▶ Text segment:
## BEGIN
Mike Swick vs. David Loiseau 
Round 1
Right kick lands to the body of “The Crow.” Loiseau clinches Swick against the fence but the referee restarts the action after a minute of inactivity. Swick unloads with a barrage of punches at Loiseau covers up. The first half of round one is all Swick. Finally “Crow” lets his hands loose and backs up the American. Swick scores a takedown into the Canadian’s half-guard. Swick momentarily takes Loisaeu’s back but “The Crow” escapes to his feet. First round is dominated by Swick, 10-9.

Round 2
Swick taunts his opponent as the second period begins. Spining back kick lands for Swick. Loiseau lands 2 leg kicks that back Swick up. Flying knee from Swick finds its target. The Ultimate Fighter veteran scores a takedown. Loiseau bleeding over his left eye. Swick rides out the rest of the round inside his opponent’s guard. 10-9 for Swick.


----------



## adminmma

Round 3
Loiseau now stalking Swick aroud the cage. Swick hits a single and drags Loiseau to the mat. “The Crow” tries to sweep but Swick escapes to his feet and waves his finger at Loiseau. “The Crow” finds his range on a few elbows and gets a takedown of his own. “The Crow” now working from half-guard against the cage with heavy elbows. Swick raises to his feet after surviving the onslaught of strikes. Swick catches a Loiseau kick and takes him to the canvas as the horn sounds to end the bout. Sherdog.com scores it 10-9 for Loiseau (29-28 Swick).


----------



## rdlviper

Hughes wins against BJ penn


----------



## dutch sauce

thanks dude.


----------



## fenderman80

*disappointing but good*

Just finished watching the PPV. BJ dominated but unfortunately was lacking in the cardio area. I thinkj Dana owes him another shot. A rubber match if you will. BJ is the better fighter and is the only one to really dominate Matt Hughes.


----------



## Cyphirr

It was a good victory for Hughes, but I can't wait to see GSP kick his ass!! Somebody needs to. Now, normally I am a big fan of Hughes, but I think for anything to progress change must occur. I feel my countryman GSP is he man for the job. GSP said, "...his performance didn't impress me." and I am of the same school of thought. Cheers Matt, but your days are numbered!!!


----------



## tommyt21

*hughes vs bj penn*

just got out of work, anybody mind given the a little play by play plzzz


----------



## ciatog

*Hughes v Penn*

Can anyone give any details on the Hughes Penn fight. I read Hughes won by TKO in the 3rd round but would like to know if he totally dominated or if Penn at least gave him a good fight. Thanks


----------



## Cyphirr

*Hughes vs Penn Was A Letdown.*

It was a good victory for Hughes, but I can't wait to see GSP kick his ass!! Somebody needs to. Now, normally I am a big fan of Hughes, but I think for anything to progress change must occur. I feel my countryman GSP is he man for the job. GSP said, "...his performance didn't impress me." and I am of the same school of thought. Cheers Matt, but your days are numbered!!!
## END
▶ What you will do: Please write out, word for word, the part of the MMA fight thread that starts at "Mike Swick vs." and ends after "by Swick, 10-9.".

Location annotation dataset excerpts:
## BEGIN
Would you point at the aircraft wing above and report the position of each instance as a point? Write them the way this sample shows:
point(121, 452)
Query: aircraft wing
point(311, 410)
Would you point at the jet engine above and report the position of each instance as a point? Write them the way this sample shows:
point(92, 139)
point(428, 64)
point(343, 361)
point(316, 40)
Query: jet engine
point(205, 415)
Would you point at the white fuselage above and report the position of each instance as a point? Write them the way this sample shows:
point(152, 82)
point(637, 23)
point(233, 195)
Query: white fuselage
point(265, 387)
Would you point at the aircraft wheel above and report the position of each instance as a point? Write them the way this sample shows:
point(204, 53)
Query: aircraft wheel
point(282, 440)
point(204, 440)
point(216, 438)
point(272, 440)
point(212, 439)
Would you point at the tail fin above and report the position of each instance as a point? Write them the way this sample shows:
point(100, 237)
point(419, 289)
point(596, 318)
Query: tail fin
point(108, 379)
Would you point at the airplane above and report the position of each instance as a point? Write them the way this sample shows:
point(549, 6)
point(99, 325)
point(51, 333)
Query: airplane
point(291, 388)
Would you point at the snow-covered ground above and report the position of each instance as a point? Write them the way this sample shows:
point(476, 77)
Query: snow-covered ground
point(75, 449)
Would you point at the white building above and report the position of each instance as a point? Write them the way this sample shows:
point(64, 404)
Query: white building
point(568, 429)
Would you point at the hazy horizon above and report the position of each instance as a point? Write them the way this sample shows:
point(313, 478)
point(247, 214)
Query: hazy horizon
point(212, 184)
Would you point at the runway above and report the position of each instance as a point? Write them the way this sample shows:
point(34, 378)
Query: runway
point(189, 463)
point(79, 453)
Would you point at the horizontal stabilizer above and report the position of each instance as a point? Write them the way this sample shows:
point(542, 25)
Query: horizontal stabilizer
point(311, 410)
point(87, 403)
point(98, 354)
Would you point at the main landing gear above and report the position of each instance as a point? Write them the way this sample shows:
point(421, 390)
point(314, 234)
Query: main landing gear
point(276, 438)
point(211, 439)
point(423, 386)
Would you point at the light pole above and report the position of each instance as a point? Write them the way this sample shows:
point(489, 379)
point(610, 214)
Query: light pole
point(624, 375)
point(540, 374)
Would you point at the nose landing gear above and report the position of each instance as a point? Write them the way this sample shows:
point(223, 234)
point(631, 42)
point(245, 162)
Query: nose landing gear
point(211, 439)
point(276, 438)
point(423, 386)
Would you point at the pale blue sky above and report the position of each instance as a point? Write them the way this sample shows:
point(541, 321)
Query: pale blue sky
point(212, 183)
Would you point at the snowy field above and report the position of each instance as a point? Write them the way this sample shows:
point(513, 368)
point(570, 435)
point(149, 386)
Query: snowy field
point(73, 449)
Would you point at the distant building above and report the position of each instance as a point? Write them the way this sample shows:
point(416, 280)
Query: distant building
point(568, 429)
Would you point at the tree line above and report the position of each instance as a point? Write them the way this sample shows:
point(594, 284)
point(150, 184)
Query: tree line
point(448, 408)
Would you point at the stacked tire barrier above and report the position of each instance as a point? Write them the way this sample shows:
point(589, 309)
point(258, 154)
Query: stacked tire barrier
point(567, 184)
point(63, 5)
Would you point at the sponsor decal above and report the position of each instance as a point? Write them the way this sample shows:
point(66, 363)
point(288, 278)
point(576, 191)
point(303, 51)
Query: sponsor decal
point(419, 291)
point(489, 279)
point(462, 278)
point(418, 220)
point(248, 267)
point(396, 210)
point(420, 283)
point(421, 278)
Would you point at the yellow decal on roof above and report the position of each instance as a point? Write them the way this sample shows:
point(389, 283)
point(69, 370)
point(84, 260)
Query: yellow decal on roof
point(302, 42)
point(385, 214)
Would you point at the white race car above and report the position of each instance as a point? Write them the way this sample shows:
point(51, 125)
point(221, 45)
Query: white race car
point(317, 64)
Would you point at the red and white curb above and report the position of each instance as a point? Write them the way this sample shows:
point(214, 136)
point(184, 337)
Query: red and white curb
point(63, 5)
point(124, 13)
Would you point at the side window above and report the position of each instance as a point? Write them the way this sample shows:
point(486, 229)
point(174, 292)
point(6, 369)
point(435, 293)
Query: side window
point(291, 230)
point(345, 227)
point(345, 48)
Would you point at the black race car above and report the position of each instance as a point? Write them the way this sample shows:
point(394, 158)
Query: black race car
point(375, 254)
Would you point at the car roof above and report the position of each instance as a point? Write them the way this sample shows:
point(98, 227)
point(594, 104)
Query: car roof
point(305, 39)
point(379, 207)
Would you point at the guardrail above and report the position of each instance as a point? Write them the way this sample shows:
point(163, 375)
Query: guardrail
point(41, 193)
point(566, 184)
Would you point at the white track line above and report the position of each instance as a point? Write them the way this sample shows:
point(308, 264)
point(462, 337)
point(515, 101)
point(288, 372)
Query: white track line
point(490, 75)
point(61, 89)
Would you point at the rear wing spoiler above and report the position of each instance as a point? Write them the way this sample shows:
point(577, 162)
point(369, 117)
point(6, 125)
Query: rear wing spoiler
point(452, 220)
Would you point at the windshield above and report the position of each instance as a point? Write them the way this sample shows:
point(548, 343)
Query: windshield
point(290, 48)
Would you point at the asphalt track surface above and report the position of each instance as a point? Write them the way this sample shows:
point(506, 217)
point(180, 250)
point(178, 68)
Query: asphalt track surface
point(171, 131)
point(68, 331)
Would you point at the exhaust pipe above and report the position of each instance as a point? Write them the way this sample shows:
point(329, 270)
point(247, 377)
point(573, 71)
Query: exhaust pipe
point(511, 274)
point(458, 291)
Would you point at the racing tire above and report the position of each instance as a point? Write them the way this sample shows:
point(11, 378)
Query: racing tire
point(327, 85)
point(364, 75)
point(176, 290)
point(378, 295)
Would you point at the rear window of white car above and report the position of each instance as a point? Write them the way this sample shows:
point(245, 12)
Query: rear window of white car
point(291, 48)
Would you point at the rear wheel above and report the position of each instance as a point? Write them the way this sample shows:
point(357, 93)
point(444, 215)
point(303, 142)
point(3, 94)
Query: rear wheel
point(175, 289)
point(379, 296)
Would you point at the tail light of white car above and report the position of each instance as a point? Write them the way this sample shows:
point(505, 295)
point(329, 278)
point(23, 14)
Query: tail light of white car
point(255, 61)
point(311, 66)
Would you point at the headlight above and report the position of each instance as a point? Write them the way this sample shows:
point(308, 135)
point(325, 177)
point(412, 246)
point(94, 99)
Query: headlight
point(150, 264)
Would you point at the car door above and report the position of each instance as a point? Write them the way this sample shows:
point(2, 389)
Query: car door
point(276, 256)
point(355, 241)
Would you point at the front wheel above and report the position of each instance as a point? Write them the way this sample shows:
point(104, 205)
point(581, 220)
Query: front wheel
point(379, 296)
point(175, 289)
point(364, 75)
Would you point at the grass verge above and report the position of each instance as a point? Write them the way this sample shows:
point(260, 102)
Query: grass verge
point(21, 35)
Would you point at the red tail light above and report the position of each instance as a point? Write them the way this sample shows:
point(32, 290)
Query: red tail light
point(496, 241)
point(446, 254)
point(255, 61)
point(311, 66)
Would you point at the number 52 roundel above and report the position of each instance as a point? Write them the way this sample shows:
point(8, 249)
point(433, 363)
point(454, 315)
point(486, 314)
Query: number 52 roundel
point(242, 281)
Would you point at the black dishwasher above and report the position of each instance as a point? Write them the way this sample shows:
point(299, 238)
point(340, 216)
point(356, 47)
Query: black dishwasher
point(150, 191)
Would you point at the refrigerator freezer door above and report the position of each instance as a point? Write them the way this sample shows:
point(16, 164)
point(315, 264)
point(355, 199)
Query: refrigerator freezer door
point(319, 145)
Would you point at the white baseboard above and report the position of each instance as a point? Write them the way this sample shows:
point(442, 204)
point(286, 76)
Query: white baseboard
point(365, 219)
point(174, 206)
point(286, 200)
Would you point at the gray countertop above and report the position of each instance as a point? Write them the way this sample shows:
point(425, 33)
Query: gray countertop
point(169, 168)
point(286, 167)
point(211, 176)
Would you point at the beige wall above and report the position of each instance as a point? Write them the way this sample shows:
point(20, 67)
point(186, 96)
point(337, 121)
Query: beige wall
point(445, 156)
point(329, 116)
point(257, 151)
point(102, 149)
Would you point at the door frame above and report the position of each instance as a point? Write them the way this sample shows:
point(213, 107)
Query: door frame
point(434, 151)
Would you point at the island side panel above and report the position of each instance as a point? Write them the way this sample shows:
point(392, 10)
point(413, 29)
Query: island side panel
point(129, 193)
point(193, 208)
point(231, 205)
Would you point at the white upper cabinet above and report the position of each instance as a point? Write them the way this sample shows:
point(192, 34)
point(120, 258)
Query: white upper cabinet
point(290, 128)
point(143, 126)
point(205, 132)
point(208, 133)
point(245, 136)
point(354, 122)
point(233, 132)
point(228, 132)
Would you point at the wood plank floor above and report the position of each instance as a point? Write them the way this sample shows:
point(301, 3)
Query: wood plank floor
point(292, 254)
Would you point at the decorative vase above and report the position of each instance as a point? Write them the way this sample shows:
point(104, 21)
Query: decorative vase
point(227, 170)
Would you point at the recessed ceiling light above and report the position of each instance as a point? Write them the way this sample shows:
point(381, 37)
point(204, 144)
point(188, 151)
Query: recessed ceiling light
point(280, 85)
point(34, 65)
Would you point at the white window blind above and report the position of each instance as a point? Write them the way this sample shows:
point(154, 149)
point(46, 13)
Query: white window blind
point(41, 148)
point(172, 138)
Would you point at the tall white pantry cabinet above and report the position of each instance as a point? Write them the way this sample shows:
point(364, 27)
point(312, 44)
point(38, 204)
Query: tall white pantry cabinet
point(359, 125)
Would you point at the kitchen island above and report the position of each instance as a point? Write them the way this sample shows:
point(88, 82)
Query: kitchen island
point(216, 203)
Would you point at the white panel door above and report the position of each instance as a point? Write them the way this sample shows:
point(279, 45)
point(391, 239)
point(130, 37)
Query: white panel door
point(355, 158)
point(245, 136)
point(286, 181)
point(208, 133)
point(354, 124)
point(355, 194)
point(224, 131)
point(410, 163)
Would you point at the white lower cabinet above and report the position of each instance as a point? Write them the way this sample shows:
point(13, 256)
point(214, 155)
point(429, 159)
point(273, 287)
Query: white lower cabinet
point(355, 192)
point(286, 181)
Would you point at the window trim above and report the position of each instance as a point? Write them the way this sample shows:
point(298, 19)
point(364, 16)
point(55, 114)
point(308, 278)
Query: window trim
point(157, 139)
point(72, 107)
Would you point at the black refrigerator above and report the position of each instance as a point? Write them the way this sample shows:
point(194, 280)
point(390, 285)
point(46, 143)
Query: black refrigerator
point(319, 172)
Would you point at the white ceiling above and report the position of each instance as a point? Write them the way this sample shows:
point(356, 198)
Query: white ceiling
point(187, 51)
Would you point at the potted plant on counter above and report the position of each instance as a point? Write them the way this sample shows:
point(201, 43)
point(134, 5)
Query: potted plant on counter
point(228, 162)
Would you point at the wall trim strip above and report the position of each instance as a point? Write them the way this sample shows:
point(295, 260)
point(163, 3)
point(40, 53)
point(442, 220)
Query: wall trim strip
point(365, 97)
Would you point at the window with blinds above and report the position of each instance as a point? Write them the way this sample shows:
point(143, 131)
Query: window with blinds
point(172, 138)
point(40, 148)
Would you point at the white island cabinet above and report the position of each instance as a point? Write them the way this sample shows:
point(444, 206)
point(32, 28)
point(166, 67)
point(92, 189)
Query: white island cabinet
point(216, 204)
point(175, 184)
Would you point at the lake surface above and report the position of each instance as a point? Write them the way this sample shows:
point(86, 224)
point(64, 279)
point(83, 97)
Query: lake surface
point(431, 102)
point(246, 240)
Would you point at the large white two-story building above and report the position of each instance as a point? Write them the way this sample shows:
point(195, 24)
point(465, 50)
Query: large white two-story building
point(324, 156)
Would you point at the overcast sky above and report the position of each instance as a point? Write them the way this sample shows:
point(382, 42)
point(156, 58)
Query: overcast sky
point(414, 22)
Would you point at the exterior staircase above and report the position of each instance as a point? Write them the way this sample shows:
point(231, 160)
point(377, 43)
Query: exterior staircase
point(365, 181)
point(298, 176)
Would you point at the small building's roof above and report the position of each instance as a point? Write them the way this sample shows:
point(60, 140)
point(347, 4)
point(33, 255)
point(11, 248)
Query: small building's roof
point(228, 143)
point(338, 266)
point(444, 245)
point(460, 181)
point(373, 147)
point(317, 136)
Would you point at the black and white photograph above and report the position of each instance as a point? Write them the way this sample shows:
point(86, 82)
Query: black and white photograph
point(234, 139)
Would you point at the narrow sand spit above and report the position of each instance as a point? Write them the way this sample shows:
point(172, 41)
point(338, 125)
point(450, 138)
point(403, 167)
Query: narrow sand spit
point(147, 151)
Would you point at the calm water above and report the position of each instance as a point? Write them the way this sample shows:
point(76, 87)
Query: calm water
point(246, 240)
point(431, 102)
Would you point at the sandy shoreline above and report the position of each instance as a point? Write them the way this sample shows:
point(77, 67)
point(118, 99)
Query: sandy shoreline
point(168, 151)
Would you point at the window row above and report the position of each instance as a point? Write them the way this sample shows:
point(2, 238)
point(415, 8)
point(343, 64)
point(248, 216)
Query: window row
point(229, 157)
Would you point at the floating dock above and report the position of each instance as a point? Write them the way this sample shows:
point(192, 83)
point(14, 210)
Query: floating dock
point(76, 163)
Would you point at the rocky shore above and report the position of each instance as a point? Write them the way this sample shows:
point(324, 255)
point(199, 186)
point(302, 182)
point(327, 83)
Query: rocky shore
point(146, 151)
## END
▶ Worked solution:
Mike Swick vs. David Loiseau 
Round 1
Right kick lands to the body of “The Crow.” Loiseau clinches Swick against the fence but the referee restarts the action after a minute of inactivity. Swick unloads with a barrage of punches at Loiseau covers up. The first half of round one is all Swick. Finally “Crow” lets his hands loose and backs up the American. Swick scores a takedown into the Canadian’s half-guard. Swick momentarily takes Loisaeu’s back but “The Crow” escapes to his feet. First round is dominated by Swick, 10-9.